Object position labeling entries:
■ ■ ■

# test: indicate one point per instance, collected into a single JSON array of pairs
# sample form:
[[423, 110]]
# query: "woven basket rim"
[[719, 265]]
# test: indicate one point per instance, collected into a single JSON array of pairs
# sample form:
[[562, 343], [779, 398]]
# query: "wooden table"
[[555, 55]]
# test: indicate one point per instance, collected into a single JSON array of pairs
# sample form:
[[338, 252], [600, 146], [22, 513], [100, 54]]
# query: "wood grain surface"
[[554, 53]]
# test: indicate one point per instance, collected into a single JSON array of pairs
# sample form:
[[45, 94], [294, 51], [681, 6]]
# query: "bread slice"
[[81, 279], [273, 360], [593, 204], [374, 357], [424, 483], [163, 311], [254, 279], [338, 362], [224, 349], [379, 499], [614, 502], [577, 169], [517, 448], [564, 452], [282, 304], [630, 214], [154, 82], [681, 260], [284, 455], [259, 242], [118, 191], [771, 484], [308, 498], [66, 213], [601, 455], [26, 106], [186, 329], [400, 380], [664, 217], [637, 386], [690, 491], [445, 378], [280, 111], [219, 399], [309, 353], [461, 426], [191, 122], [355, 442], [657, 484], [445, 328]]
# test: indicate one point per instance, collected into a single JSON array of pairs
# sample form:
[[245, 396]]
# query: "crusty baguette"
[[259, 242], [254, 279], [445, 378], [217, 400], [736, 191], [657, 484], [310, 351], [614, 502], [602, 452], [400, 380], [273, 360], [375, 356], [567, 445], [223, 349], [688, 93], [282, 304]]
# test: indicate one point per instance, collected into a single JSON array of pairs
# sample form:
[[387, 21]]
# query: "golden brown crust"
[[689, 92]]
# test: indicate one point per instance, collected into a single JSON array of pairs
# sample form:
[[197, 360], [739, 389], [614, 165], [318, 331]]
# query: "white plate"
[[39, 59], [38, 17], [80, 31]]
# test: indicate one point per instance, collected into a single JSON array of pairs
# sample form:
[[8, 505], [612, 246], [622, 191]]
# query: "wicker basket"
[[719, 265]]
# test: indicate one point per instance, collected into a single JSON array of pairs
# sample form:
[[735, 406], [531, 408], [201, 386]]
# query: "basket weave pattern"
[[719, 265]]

■ ■ ■

_TASK REQUIREMENTS_
Reproduce every one of these entries verbatim, line for line.

_OUTPUT OF THE EXERCISE_
# test: indicate one point per instance, collected into a single JSON array of pairs
# sample form:
[[423, 110]]
# query: "woven basket rim"
[[719, 265]]
# test: indicate one point per instance, collected into a single JSON array of pairs
# sample form:
[[562, 343], [779, 398]]
# query: "wooden table"
[[555, 55]]
# test: indicate one point per instance, collected into a single JSON array of pairs
# sample form:
[[338, 252], [600, 146], [22, 513], [100, 54]]
# query: "wood grain surface"
[[554, 53]]
# test: indicate one point per instance, collected into a single JSON array of pairs
# sample form:
[[45, 94], [294, 51], [681, 6]]
# query: "bread slice"
[[81, 279], [273, 360], [593, 204], [374, 357], [424, 483], [163, 311], [254, 279], [338, 362], [224, 349], [379, 499], [614, 502], [577, 169], [517, 448], [564, 452], [282, 304], [630, 214], [154, 82], [681, 260], [284, 455], [259, 242], [118, 191], [771, 484], [308, 498], [66, 213], [601, 455], [26, 106], [186, 329], [400, 380], [664, 217], [637, 386], [690, 491], [445, 378], [280, 111], [219, 399], [309, 353], [461, 426], [191, 122], [355, 442], [657, 484], [445, 328]]
# test: indicate one point per instance, collected into a single JSON array of pairs
# sample form:
[[245, 396]]
# query: "crusty baguette"
[[259, 242], [254, 279], [445, 378], [217, 400], [736, 191], [657, 484], [310, 351], [614, 502], [602, 452], [400, 380], [273, 360], [375, 356], [567, 445], [223, 349], [688, 93], [282, 304]]
# test: indicate one point per instance, collected into a single JSON array of pairs
# sample form:
[[387, 21]]
# query: "golden brown crust"
[[689, 92]]
# test: indicate one point per instance, collected into a single JSON array of pairs
# sample form:
[[197, 360], [739, 389], [614, 165], [318, 331]]
# query: "white plate"
[[39, 59], [38, 17], [80, 31]]
# test: indicate one point per instance, collected into a single JSON array of pairs
# sample form:
[[8, 505], [612, 246], [622, 191]]
# query: "wicker basket"
[[719, 265]]
# test: indicate one point per instance, collected into a single JSON array of pairs
# sample form:
[[735, 406], [531, 408], [201, 386]]
# query: "basket weave pattern"
[[719, 265]]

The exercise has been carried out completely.